Noa — born Achinoam Nini — is a singer with a powerful voice. Influenced by jazz and flamenco, the 54-year-old singer has been tied to Spain and its culture since her artistic career began three decades ago.
“Perhaps it’s [because of my] Sephardic roots, which are so deep here? Maybe it’s all the incredible Spanish literature, poetry, music and art that have inspired me? Or the love that I’ve felt from the Spanish public from the first day of my career until today? Or all the friends I’ve made? Of course, collaborations with great artists are a big part [of this connection], but I feel like it goes way beyond that. I’ve had a love story with Spain, with all the complexity and ups and downs that a deep, long and intense relationship entails,” she explains to EL PAÍS.
Thus begins an interview with this singer of Sephardic origins, who is so popular in Spain. On August 14, she’ll be performing at the Tío Pepe Music Festival in Jerez de la Frontera and, on August 20, at the Starlite Music Festival in Marbella. While she’s keen to talk about music, the conversation inevitably delves into the social and political issues plaguing Israel, which has seen massive demonstrations since July. Protests are being held against Prime Minister Benjamin Netanyahu’s judicial reform, which compromises the impartiality of judges and has been interpreted as an attack on democracy and the separation of powers.
Noa has called on Spain for support: “I am appealing to the Spanish Royal Household, the government of this country and the Spanish people to support the Israeli people who are fighting for democracy, equality and freedom, and avoid this evil, dishonest and dangerous government, which is threatening our very existence. Let them know your opinion: there are many ways to do it. We need you, Spain,” she pleads to EL PAÍS via email, shortly before her trip to Jerez de la Frontera.

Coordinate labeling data

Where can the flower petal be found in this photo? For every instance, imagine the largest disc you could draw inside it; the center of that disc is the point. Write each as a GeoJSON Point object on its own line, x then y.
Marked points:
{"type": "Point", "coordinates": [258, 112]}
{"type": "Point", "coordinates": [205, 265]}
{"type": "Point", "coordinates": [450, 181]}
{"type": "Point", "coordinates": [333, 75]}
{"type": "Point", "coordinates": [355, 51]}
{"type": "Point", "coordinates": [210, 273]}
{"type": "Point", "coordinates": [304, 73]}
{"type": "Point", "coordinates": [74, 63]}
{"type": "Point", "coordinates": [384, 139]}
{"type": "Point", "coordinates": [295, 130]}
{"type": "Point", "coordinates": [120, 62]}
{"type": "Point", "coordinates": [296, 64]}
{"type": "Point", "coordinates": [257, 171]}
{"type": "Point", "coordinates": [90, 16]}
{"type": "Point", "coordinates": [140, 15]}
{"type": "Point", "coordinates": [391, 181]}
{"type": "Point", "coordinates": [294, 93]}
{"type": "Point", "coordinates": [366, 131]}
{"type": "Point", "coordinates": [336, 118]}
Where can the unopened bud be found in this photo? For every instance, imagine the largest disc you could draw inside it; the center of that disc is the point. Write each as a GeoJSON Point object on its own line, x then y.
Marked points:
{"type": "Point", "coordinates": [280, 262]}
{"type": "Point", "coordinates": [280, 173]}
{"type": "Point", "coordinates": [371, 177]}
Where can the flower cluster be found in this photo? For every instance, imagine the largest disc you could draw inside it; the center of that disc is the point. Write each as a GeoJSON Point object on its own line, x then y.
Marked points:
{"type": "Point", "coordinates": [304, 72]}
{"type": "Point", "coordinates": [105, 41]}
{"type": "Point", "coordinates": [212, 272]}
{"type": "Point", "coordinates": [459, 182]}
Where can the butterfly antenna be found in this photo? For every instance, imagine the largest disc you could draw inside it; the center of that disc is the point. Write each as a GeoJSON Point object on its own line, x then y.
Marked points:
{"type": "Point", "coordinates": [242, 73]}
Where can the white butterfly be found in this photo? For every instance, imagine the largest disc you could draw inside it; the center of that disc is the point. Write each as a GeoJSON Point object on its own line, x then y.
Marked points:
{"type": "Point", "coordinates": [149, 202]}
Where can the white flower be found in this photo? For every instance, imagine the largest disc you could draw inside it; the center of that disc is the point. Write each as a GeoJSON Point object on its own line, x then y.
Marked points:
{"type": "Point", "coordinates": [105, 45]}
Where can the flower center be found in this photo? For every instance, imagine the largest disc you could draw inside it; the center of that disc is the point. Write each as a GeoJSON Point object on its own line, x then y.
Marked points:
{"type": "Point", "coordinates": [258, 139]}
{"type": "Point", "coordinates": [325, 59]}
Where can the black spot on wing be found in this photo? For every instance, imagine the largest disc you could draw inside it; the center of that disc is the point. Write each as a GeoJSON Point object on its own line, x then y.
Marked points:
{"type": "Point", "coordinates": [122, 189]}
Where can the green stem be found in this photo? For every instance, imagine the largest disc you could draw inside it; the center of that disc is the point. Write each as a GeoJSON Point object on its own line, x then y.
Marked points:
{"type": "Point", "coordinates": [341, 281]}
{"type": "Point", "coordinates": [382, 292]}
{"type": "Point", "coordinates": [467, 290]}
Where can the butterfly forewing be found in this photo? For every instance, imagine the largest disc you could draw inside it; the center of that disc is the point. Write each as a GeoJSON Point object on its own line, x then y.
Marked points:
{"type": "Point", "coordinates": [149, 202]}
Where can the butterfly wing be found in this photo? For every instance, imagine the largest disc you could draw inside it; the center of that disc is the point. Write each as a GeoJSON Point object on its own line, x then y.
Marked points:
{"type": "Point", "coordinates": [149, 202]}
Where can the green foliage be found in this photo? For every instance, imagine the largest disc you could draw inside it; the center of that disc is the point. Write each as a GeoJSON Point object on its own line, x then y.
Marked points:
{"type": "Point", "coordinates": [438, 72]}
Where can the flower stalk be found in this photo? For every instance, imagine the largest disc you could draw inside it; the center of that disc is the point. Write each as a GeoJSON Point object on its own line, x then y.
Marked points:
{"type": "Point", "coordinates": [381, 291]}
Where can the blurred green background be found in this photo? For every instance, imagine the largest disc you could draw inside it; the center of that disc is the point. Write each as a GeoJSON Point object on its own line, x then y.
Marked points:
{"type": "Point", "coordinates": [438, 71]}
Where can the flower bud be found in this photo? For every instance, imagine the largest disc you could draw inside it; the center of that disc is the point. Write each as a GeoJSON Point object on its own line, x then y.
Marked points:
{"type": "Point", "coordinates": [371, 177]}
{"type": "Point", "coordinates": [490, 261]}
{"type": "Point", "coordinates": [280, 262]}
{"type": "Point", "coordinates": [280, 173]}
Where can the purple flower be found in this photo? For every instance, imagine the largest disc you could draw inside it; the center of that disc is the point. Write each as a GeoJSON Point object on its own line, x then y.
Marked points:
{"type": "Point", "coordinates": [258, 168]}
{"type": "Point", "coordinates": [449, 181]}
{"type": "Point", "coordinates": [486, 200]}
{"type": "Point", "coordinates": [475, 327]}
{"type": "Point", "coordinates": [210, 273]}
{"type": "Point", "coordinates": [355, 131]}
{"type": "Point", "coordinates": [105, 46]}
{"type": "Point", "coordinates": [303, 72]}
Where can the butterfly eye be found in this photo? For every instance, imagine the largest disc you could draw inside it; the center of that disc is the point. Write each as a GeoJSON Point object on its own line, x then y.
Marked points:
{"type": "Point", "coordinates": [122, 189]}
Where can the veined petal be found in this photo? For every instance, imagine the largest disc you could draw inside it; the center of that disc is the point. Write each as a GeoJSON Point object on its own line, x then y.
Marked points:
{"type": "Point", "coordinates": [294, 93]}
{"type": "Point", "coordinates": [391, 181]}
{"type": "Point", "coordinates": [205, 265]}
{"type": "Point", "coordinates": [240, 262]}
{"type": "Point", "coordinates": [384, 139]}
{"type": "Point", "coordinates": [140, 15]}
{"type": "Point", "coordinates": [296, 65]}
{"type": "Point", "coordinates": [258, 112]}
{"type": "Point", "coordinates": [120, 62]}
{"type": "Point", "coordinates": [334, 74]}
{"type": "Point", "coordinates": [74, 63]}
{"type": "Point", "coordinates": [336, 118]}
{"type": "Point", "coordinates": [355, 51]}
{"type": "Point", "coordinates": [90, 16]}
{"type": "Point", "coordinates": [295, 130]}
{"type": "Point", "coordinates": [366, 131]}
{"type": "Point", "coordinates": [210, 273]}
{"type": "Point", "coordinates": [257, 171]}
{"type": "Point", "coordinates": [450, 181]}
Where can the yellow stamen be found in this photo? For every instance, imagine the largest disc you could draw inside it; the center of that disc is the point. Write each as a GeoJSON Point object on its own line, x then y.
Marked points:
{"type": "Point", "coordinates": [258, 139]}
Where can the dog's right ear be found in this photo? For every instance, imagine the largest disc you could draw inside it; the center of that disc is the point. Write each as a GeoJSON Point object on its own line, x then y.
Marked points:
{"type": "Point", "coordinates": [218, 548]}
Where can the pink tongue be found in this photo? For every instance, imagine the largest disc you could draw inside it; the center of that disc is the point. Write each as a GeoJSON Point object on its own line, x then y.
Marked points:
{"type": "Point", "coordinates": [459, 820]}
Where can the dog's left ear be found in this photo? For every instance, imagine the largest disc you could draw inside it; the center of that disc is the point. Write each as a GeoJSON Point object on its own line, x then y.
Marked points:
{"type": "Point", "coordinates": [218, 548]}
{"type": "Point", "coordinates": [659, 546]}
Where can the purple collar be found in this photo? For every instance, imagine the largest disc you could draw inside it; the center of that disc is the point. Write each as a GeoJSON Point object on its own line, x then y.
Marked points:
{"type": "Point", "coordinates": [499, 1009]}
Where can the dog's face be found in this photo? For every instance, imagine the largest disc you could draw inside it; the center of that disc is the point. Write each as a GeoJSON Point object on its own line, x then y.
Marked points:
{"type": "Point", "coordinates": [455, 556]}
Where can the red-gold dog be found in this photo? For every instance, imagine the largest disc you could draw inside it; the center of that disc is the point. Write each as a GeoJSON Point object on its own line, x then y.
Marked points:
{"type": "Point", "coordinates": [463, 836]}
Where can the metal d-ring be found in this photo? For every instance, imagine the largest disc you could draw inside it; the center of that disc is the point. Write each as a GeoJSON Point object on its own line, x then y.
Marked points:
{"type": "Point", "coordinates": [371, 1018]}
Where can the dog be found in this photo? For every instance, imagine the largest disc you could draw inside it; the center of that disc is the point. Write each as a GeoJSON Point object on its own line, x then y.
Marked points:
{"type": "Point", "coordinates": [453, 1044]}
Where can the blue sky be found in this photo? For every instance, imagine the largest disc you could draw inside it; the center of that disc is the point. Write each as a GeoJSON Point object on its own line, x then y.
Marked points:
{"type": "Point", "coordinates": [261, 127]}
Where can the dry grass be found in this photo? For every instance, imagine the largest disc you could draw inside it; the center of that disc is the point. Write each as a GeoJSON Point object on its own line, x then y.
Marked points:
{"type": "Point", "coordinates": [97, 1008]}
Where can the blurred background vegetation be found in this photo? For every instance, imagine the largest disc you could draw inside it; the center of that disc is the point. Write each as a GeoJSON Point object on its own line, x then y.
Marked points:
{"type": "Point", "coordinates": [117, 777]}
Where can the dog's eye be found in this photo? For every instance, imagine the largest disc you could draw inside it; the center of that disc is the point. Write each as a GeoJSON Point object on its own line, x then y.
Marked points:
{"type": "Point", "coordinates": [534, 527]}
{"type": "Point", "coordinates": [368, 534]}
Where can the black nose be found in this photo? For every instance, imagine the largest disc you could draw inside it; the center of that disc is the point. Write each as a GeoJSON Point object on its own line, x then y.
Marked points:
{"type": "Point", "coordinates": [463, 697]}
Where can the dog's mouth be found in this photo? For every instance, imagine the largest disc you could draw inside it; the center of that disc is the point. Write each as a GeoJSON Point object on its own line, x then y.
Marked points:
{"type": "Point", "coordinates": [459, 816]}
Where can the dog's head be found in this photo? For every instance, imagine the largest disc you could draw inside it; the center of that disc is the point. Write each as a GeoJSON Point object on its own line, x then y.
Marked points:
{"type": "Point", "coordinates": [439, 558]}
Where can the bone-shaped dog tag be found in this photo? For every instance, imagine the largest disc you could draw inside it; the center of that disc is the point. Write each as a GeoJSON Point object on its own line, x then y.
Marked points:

• [Task brief] Repeat the passage from the article about Noa, beginning at the words "Noa has called" and stopping after the words "de la Frontera.". The lines have no connection to the article about Noa.

• [Response to the task]
Noa has called on Spain for support: “I am appealing to the Spanish Royal Household, the government of this country and the Spanish people to support the Israeli people who are fighting for democracy, equality and freedom, and avoid this evil, dishonest and dangerous government, which is threatening our very existence. Let them know your opinion: there are many ways to do it. We need you, Spain,” she pleads to EL PAÍS via email, shortly before her trip to Jerez de la Frontera.